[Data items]
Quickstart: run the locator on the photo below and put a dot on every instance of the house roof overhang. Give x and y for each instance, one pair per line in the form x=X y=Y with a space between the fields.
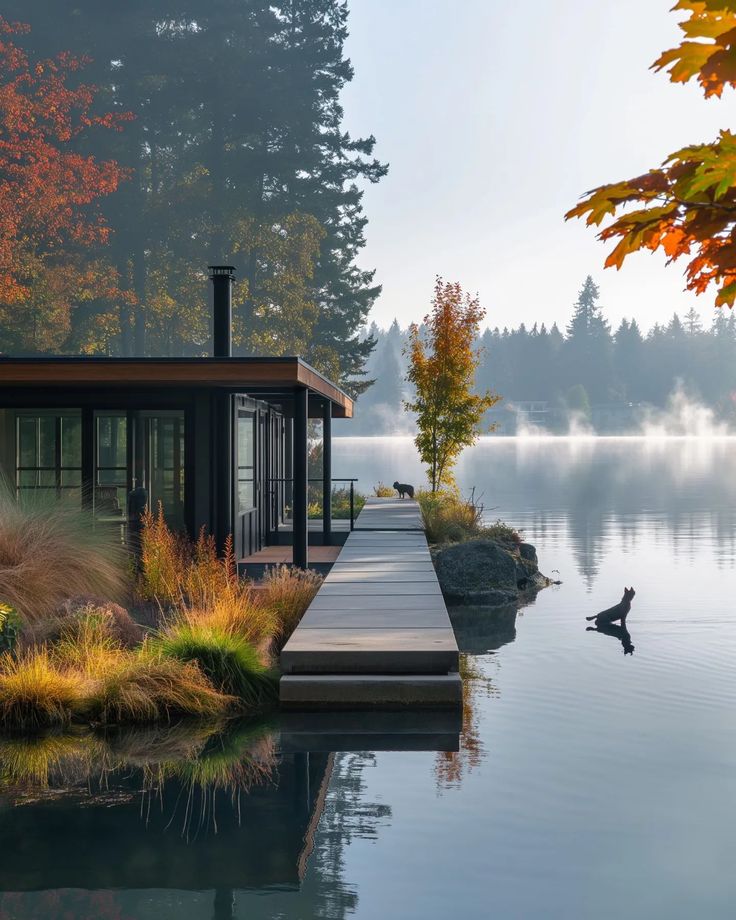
x=278 y=375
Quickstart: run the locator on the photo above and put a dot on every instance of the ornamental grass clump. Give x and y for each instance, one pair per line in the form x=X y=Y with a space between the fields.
x=149 y=687
x=133 y=686
x=224 y=656
x=37 y=691
x=287 y=593
x=50 y=551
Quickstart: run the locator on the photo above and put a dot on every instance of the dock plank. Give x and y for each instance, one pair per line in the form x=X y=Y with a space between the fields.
x=378 y=632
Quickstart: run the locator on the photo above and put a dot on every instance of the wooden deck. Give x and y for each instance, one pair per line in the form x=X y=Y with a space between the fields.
x=378 y=633
x=278 y=555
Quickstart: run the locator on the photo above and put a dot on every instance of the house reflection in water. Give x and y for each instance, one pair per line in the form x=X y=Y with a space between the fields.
x=151 y=840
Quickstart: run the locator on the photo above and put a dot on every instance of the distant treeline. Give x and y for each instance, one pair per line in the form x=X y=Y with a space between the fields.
x=548 y=376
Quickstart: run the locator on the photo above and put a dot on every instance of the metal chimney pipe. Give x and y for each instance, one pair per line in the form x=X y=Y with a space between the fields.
x=222 y=277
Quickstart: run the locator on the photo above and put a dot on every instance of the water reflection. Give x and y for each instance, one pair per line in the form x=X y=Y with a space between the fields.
x=618 y=632
x=590 y=492
x=188 y=808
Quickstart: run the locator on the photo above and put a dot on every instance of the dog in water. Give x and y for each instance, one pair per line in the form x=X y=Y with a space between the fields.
x=618 y=612
x=605 y=621
x=618 y=632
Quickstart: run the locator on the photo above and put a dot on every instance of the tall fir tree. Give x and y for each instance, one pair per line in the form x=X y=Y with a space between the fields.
x=238 y=154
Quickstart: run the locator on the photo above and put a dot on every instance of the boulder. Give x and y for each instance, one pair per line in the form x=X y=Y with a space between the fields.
x=486 y=572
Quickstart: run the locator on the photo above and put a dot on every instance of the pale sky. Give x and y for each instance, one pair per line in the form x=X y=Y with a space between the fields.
x=495 y=116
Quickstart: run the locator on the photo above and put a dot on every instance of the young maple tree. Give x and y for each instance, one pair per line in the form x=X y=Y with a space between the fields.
x=442 y=368
x=49 y=224
x=686 y=207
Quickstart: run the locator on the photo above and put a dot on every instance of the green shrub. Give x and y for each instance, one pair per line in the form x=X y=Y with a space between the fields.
x=10 y=625
x=451 y=518
x=504 y=533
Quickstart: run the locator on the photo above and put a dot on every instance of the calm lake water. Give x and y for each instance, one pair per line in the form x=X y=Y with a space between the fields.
x=588 y=784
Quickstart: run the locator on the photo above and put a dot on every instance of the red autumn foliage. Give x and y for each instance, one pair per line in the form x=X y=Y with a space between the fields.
x=49 y=189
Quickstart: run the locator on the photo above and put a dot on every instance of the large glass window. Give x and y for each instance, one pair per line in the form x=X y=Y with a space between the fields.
x=49 y=452
x=111 y=465
x=164 y=461
x=246 y=461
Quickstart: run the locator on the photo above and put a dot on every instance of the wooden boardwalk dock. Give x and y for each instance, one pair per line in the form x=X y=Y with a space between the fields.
x=378 y=633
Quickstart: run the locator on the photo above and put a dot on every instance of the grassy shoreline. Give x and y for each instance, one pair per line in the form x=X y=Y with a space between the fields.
x=71 y=655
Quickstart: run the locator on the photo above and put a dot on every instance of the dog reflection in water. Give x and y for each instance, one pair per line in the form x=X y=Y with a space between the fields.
x=606 y=621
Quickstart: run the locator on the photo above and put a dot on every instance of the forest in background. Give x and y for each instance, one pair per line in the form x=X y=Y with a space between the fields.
x=233 y=152
x=585 y=374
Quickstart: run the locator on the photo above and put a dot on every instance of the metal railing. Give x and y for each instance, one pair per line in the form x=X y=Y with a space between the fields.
x=352 y=482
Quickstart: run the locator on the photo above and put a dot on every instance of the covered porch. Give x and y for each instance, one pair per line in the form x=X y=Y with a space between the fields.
x=216 y=443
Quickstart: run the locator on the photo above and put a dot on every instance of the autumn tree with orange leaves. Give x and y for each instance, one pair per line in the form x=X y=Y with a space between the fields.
x=686 y=207
x=50 y=227
x=443 y=362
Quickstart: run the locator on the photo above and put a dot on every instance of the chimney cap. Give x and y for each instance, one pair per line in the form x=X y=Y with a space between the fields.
x=216 y=270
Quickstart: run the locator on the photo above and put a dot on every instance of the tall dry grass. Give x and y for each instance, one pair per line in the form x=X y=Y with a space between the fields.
x=287 y=593
x=50 y=552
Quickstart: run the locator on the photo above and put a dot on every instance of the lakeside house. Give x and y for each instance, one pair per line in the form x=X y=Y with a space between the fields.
x=219 y=442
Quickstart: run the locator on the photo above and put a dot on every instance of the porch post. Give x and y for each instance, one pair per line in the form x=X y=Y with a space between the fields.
x=88 y=458
x=327 y=472
x=222 y=453
x=300 y=491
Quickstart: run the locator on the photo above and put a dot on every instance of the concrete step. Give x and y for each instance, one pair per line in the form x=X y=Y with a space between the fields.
x=365 y=650
x=370 y=730
x=389 y=691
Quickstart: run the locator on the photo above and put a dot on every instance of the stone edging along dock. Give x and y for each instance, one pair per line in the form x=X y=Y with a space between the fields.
x=378 y=633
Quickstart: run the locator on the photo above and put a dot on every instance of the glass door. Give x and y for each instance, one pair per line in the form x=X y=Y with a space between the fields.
x=49 y=453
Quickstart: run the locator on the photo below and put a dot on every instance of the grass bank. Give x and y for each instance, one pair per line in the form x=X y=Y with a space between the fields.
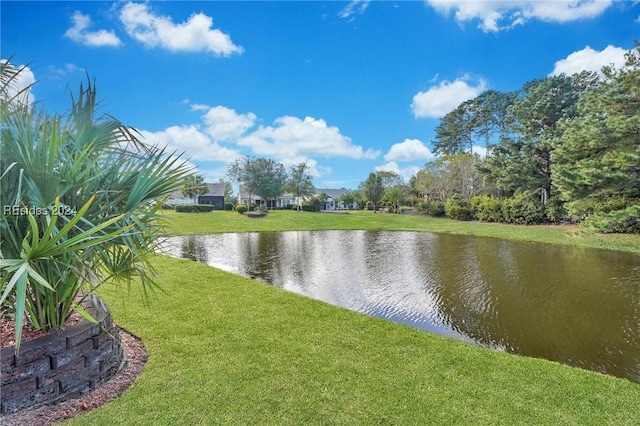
x=227 y=350
x=283 y=220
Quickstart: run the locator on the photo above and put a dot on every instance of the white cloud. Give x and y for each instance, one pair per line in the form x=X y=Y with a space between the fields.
x=291 y=137
x=588 y=59
x=224 y=124
x=409 y=150
x=20 y=83
x=188 y=139
x=194 y=35
x=504 y=14
x=404 y=172
x=64 y=70
x=354 y=7
x=441 y=99
x=78 y=33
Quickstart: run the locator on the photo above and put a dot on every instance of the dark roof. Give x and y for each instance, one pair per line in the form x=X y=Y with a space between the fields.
x=332 y=192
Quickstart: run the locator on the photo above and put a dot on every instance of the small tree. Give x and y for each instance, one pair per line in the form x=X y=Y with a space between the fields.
x=395 y=196
x=78 y=207
x=300 y=183
x=373 y=189
x=195 y=187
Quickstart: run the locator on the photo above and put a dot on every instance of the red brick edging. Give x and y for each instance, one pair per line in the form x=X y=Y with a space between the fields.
x=62 y=365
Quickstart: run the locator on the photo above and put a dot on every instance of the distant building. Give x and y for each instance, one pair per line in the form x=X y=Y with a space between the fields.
x=334 y=202
x=213 y=196
x=282 y=201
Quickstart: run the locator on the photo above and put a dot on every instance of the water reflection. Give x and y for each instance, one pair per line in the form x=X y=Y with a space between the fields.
x=577 y=306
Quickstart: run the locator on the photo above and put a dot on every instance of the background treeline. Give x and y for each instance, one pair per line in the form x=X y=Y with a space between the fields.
x=560 y=149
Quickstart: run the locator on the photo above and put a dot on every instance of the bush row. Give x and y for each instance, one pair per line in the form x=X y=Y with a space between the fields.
x=608 y=215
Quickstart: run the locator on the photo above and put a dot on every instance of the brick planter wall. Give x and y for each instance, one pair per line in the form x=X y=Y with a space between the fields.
x=61 y=365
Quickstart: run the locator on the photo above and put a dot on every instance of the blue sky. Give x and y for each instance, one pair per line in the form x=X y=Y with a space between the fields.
x=348 y=87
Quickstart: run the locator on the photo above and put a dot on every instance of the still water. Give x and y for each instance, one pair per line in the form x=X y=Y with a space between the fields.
x=577 y=306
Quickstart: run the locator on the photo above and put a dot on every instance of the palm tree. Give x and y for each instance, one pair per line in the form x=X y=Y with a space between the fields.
x=79 y=206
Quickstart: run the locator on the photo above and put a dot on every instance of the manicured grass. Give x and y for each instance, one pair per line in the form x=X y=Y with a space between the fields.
x=283 y=220
x=227 y=350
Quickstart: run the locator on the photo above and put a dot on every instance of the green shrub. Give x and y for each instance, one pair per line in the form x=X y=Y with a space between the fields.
x=555 y=211
x=456 y=209
x=523 y=209
x=195 y=208
x=626 y=221
x=86 y=209
x=435 y=208
x=486 y=208
x=581 y=209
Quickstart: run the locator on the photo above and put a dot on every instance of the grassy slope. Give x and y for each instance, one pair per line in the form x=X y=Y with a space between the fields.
x=227 y=350
x=207 y=223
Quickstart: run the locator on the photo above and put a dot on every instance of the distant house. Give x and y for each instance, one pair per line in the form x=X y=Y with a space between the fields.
x=213 y=196
x=177 y=199
x=282 y=201
x=334 y=202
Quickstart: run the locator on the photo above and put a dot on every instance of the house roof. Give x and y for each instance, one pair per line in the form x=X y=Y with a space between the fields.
x=333 y=193
x=215 y=189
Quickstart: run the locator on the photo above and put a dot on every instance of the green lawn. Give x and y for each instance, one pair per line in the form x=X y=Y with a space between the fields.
x=228 y=350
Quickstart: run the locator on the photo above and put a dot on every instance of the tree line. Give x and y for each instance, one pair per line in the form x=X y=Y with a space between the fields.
x=560 y=149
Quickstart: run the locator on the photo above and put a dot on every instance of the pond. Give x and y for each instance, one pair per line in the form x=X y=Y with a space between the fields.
x=577 y=306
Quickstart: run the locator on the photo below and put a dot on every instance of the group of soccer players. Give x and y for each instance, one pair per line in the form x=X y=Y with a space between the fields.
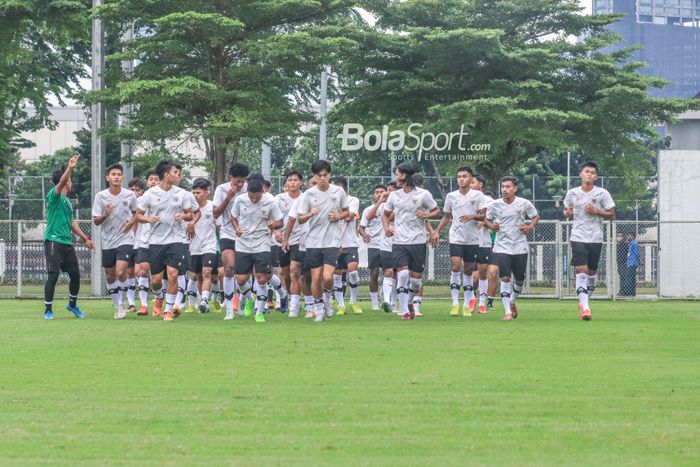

**Task directions**
The line containing "the green lawn." marks the start: set down exactly that line and every line after it through the last line of the data, without any pictures.

**Answer to this task**
Quickstart: run the locator on the photo above and put a dot on every instance of the green lawn. Give x and y for each instance, one pair per line in the form x=X y=Y with a space between the fields.
x=228 y=350
Quickstart: run the locator on the photo above and put a dot on every instance of the tree line. Give x and y for each instance, one pair per line in the form x=X y=Y with a space between the fields.
x=560 y=149
Quickstart: run the locator on the photo above and put a dot on every instance of the pond. Give x and y for each instance, one pair per line in the form x=X y=Y with a space between the fields.
x=577 y=306
Quickstart: run the locator on the photo below and put a dot on every instance of the group of soccer players. Give x and y for each instance, one pair per line in the form x=X y=Y with a space between the fields.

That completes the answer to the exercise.